*** TEKS YANG DISEDIAKAN ***

Kita jaga alam, alam jaga kita. Entah kapan dan di mana saya mendengar pertama kali slogan itu. Saya benar-benar lupa. Kata-kata tersebut tidak memiliki arti bagi saya, karena saya merasa tidak tinggal di pegunungan. Saya juga bukan orang yang hidup di pesisir pantai. Saya tinggal di daerah yang kata orang perkotaan. Jadi, saya tidak menganggap kalau slogan itu berhubungan dengan saya.
Entah karena polos atau bodoh, saya tidak menganggap kota saya tinggal sebagai alam. Seperti halnya waktu SD, saat guru memberikan tugas untuk menggambar alam, saya pasti akan menggambar gunung dan sawah. Saya tidak pernah menggambar sebuah kota.

***

## [TUGAS YANG DIBERIKAN]
Sambung teks di atas tentang slogan "Kita jaga alam, alam jaga kita" mulai setelah kalimat terakhirnya.

*** BAHAN YANG DISEDIAKAN ***

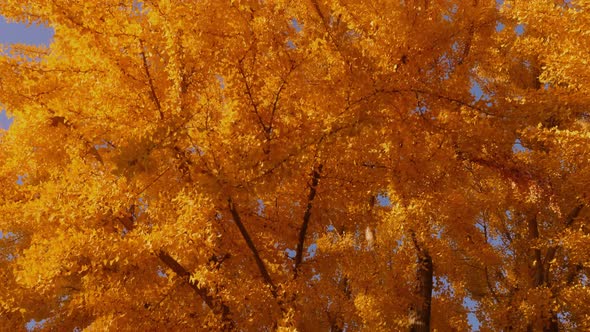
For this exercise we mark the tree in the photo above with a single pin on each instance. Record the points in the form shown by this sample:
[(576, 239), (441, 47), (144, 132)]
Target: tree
[(318, 165)]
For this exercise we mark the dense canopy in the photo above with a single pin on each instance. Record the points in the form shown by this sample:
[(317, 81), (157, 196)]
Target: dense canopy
[(314, 165)]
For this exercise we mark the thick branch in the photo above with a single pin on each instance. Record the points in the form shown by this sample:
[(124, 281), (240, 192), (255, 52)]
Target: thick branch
[(307, 216), (217, 306), (151, 82), (421, 312), (250, 243)]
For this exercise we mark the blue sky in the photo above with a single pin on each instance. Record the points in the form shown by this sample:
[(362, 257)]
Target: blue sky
[(40, 35), (11, 33)]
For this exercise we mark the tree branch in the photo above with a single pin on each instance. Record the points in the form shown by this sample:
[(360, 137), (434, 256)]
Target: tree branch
[(215, 304), (250, 243), (150, 81), (307, 216)]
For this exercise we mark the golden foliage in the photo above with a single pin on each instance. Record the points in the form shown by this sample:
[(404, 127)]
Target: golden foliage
[(296, 165)]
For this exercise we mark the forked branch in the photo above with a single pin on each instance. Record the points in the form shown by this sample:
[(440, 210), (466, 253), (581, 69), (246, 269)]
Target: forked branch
[(307, 216)]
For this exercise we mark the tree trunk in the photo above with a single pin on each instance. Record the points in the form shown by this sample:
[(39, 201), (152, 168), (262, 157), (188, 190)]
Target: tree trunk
[(420, 313)]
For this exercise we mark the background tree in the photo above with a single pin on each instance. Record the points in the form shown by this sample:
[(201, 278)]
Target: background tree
[(317, 165)]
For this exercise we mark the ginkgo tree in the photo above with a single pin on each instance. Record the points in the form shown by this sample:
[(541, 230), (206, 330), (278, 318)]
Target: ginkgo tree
[(329, 165)]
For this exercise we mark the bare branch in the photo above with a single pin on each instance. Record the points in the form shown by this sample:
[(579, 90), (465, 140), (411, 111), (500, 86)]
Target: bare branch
[(307, 216), (261, 267)]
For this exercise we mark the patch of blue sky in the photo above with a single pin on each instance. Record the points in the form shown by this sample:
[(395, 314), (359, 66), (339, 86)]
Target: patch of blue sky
[(18, 32), (5, 120), (471, 306), (476, 91), (296, 25), (31, 34), (34, 324), (517, 147), (519, 29), (383, 200)]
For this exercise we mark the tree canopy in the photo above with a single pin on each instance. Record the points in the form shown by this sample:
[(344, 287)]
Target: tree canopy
[(318, 165)]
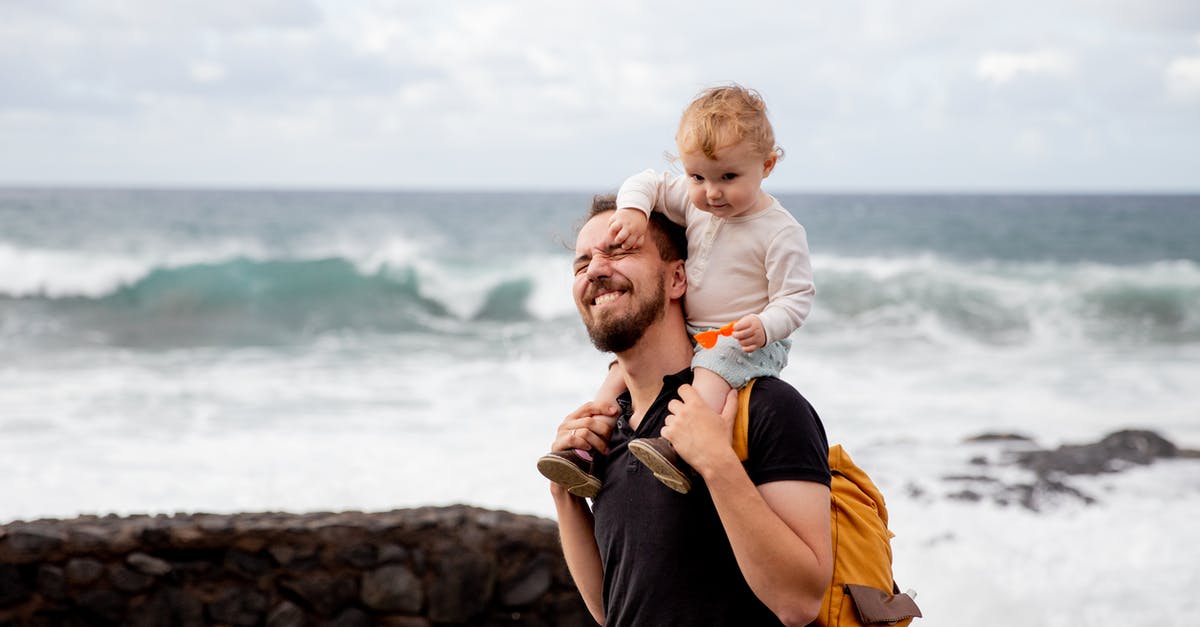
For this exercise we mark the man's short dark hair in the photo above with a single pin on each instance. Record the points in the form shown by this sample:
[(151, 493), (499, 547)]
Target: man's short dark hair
[(669, 237)]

***

## [JAWABAN TUGAS]
Suatu ketika saya bertemu dengan kawan dari Suku Baduy di Provinsi Banten. Dia bercerita bagaimana kehidupan mereka di pedalaman dan di akhir pembicaraan, dia mengatakan hal yang sama. Kita jaga alam, alam jaga kita. Lagi-lagi meskipun saya terkagum-kagum dengan cerita bagaimana masyarakat Baduy hidup, slogan itu tidak berarti apa-apa untuk saya. Saya berpikir pada saat itu: iya pasti orang Baduy begitu, itu-kan karena mereka tinggal di pedalaman bukan tinggal di perkotaan.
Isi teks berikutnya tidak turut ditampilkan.